» **WORK TO COMPLETE**: Retype, character for character, the section of the excise tax text that opens with the words "[43] A regulation" and closes with "U.S.C. § 553(b)-(d).".

» **TEXT**:
........
3. The excise tax regulation in question is a temporary administrative regulation that has not been subject to "notice-and-comment."
[42] The temporary excise tax regulation in issue is an administrative or interpretive regulation where no interpretation is needed. It is not a legislative regulation. There is no "gap" that Congress explicitly or implicitly left for the Treasury to fill by regulation, and so the regulation is not controlling. Mead Corp., 533 U.S. at 227. Indeed, the final regulation that was in effect for 20 years recognized there was no "gap" to fill, and simply mirrored the words of the statute. See Treas. Reg. 48.4061(a)- 3(c). The temporary regulation in question, § 145.4051-1(e)(1), changed that language without the formalities of "notice-and- comment." Such agency pronouncements are accorded the lowest level of deference. Mead Corp., 533 U.S. at 228. "After Mead, we know that we give full deference under Chevron v. Natural Resources Defense Council, Inc., . . . only to regulations that were promulgated with full notice-and-comment or comparable formalities." (Citation omitted.) U.S. Freightways Corp. v. Commissioner, 270 F.3d 1137, 1141 (7th Cir. 2001).

[43] A regulation receives the force of law if it is "(1) within the granted power of the agency; (2) issued pursuant to proper procedure; and (3) reasonable." See MICHAEL 1. Saltzman, IRS Practice and Procedure ¶ 3.02[3] [a] (rev. ed. 2002). (See Appendix to Brief, 1.) The proper procedure for issuing regulations is spelled out by the Administrative Procedure Act ("APA"), which requires an agency seeking to adopt a "substantive" rule or regulation to (1) publish a notice of proposed rule making in the Federal Register; (2) give interested persons an opportunity to comment on the proposed rule; and (3) postpone the effective date of the rule until 30 days after publication in the Federal Register. 5 U.S.C. § 553(b)-(d).
........
» **GIVEN RECORDS**:
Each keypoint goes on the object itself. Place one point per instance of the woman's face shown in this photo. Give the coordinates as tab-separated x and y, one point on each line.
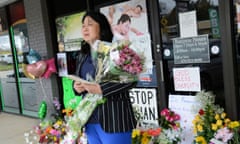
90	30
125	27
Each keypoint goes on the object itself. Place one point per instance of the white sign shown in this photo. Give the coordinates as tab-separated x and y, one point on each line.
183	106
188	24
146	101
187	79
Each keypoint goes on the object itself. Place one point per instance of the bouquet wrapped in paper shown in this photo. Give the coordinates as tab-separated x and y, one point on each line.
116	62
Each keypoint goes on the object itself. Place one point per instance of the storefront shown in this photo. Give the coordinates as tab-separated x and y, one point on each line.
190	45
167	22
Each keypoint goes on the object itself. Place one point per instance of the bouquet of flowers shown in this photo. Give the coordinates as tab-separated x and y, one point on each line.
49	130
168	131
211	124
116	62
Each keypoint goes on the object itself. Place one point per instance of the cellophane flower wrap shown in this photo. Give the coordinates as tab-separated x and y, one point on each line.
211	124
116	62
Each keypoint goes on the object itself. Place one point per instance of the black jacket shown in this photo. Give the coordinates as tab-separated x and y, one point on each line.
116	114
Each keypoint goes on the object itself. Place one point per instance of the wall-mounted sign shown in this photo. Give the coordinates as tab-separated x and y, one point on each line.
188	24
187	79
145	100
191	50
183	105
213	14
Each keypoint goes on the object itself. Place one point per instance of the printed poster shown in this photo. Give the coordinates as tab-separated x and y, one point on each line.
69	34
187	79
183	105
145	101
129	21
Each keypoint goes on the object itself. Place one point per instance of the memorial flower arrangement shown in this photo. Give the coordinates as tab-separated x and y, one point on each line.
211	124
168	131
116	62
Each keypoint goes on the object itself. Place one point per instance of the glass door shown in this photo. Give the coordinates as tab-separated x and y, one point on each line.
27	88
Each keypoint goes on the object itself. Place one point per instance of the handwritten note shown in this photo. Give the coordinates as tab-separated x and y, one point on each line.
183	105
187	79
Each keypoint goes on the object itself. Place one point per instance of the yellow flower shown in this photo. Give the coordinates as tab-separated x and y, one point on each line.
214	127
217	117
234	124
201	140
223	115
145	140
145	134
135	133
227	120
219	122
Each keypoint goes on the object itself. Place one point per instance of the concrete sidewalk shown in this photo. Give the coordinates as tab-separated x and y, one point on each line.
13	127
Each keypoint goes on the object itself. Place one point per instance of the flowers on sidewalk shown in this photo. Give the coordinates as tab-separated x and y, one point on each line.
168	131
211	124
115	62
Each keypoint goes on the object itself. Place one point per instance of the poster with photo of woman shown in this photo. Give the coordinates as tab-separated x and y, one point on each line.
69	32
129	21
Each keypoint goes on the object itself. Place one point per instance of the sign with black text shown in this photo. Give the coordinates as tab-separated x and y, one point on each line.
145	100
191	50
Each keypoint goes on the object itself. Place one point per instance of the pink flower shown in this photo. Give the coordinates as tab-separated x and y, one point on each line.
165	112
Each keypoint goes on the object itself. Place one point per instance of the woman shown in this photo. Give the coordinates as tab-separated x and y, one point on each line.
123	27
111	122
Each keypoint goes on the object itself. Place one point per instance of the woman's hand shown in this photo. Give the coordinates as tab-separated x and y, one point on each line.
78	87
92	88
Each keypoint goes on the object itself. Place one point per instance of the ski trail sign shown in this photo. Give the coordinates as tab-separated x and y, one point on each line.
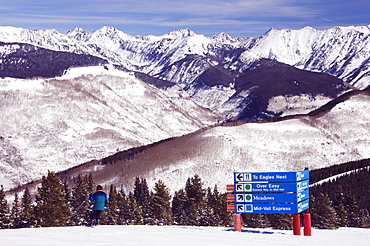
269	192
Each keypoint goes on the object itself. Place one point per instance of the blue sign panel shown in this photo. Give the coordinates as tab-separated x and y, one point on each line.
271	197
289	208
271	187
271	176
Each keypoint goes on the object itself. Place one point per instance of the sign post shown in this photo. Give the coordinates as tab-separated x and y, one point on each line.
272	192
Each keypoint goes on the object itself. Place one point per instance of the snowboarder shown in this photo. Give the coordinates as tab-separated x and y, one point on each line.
........
» **WRITTEN SOLUTION**:
[43] A regulation receives the force of law if it is "(1) within the granted power of the agency; (2) issued pursuant to proper procedure; and (3) reasonable." See MICHAEL 1. Saltzman, IRS Practice and Procedure ¶ 3.02[3] [a] (rev. ed. 2002). (See Appendix to Brief, 1.) The proper procedure for issuing regulations is spelled out by the Administrative Procedure Act ("APA"), which requires an agency seeking to adopt a "substantive" rule or regulation to (1) publish a notice of proposed rule making in the Federal Register; (2) give interested persons an opportunity to comment on the proposed rule; and (3) postpone the effective date of the rule until 30 days after publication in the Federal Register. 5 U.S.C. § 553(b)-(d).